▶ Extracted information:

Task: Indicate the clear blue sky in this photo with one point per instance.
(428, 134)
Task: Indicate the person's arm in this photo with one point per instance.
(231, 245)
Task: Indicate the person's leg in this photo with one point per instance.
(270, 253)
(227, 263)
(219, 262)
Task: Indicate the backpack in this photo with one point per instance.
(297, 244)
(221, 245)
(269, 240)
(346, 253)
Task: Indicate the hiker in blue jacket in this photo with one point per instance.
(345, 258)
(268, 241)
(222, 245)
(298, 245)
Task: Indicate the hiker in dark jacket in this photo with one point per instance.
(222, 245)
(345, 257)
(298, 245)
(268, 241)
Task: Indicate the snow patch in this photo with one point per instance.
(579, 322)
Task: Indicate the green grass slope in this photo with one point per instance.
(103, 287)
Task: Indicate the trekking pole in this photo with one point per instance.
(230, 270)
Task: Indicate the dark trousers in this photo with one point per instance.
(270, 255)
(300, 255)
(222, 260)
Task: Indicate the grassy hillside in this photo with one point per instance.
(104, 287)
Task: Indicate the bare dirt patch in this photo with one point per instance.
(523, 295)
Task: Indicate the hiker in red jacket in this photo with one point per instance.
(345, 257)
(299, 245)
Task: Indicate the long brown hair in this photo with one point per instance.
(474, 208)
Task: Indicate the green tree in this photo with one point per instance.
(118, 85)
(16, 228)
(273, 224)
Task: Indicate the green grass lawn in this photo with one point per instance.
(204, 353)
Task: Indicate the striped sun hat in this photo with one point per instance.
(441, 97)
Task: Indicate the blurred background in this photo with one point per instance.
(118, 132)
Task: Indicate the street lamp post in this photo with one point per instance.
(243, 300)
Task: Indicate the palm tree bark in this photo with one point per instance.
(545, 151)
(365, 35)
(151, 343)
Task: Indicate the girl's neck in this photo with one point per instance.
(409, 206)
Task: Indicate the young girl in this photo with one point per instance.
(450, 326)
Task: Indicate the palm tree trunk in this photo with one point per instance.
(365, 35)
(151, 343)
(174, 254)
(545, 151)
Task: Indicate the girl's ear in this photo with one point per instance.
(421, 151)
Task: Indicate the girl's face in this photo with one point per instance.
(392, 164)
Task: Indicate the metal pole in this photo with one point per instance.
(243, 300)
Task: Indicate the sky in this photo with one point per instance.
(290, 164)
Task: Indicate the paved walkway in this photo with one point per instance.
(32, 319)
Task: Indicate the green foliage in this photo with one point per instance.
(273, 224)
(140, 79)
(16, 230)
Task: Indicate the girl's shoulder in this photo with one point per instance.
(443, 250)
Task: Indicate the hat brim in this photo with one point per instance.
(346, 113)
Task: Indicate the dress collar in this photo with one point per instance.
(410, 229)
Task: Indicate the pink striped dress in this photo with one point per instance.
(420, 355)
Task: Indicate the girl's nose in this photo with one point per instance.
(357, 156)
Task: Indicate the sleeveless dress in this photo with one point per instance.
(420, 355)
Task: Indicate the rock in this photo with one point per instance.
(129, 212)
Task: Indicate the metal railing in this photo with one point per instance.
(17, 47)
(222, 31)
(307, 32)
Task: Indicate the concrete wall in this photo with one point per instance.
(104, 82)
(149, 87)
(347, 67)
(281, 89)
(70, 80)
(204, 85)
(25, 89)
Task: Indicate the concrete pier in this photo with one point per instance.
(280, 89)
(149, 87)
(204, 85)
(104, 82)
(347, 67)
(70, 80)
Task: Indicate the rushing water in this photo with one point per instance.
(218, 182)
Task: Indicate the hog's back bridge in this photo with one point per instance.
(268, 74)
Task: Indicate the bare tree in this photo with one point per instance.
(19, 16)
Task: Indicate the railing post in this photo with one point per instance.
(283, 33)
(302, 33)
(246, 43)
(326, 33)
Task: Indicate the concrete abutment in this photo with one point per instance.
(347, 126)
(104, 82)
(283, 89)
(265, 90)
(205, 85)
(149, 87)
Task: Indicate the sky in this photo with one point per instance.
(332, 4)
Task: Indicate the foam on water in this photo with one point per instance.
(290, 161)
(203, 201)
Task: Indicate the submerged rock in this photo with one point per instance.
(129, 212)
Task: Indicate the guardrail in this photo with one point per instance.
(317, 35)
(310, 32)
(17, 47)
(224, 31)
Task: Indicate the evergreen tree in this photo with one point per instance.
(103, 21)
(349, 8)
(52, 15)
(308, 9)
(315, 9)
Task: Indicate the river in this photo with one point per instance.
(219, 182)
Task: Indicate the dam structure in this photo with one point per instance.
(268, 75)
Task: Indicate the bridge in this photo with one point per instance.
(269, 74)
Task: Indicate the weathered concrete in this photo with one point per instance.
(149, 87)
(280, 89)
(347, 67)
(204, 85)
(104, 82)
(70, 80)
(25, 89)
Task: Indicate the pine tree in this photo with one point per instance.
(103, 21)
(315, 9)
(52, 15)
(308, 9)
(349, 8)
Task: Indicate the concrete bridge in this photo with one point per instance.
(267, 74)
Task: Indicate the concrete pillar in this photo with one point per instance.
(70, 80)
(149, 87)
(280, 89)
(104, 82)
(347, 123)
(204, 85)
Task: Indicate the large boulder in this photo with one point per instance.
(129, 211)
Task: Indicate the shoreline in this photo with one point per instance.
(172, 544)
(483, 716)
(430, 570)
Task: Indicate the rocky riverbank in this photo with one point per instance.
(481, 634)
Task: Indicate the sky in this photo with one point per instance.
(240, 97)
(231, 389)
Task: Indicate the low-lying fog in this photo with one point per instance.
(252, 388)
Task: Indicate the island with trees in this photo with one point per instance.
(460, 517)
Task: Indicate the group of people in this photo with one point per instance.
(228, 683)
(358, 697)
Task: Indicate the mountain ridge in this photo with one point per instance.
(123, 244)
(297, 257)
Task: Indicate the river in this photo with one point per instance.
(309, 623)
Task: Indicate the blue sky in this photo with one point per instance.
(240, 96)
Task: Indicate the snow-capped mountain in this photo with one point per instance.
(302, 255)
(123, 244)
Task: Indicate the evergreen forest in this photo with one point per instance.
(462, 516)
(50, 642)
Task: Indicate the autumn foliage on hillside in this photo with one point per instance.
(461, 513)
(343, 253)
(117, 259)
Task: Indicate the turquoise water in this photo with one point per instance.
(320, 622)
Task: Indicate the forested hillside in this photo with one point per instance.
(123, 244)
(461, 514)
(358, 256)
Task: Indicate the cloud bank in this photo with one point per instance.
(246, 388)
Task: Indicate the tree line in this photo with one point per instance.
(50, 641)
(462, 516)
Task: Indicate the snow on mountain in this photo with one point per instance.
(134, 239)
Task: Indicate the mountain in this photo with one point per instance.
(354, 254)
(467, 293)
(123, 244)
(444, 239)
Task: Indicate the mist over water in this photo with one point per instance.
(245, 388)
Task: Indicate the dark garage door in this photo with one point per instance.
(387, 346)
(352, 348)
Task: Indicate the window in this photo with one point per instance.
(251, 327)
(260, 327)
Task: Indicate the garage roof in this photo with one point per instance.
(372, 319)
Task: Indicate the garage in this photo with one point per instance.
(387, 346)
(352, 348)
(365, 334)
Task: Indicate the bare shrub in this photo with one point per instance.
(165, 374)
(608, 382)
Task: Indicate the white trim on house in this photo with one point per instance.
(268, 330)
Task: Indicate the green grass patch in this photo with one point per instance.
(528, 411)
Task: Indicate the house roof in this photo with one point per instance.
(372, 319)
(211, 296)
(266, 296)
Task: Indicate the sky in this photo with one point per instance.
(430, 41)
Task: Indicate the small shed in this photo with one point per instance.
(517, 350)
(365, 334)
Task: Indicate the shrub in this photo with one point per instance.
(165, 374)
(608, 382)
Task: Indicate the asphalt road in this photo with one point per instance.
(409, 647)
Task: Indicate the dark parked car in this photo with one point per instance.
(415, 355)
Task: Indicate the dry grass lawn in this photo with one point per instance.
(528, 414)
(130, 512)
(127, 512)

▶ About this exercise: Exactly as they appear, print the lines from the one holding "Task: Indicate the tree" through the final line of the entries, and no others.

▶ Written response:
Task: Indicate the tree line in this photo with one point per instance.
(50, 641)
(462, 516)
Task: Indicate the snow on mountain in this photo with one point per instance.
(134, 239)
Task: Indicate the mountain in this photo with one point per instance.
(354, 254)
(467, 293)
(123, 244)
(444, 239)
Task: Indicate the mist over water in this photo with one point per instance.
(245, 388)
Task: Indicate the dark garage door in this photo with one point per instance.
(387, 346)
(352, 348)
Task: Indicate the window in this photo with one point per instance.
(251, 327)
(260, 327)
Task: Indicate the garage roof in this photo with one point per instance.
(372, 319)
Task: Indicate the garage in this photo with one point per instance.
(387, 346)
(352, 348)
(365, 334)
Task: Indicate the bare shrub in this photo with one point per instance.
(165, 374)
(608, 382)
Task: Indicate the white trim on house in this photo with one point per instance.
(268, 330)
Task: Indicate the green grass patch in this photo with one point per instance.
(528, 411)
Task: Indicate the house roof in this photo with one point per instance.
(372, 319)
(211, 296)
(266, 296)
Task: Indicate the sky in this photo with one point per instance.
(430, 41)
Task: Indicate the small shed in this photo with one point per instance.
(517, 350)
(365, 334)
Task: Indicate the shrub in this photo with one point per instance.
(165, 374)
(608, 382)
Task: Indicate the asphalt road in this photo with one point per instance.
(409, 647)
Task: Indicate the dark parked car in this photo with one point per instance.
(415, 355)
Task: Indicate the dry grass lawn in this photo with one point per instance.
(528, 414)
(130, 512)
(127, 512)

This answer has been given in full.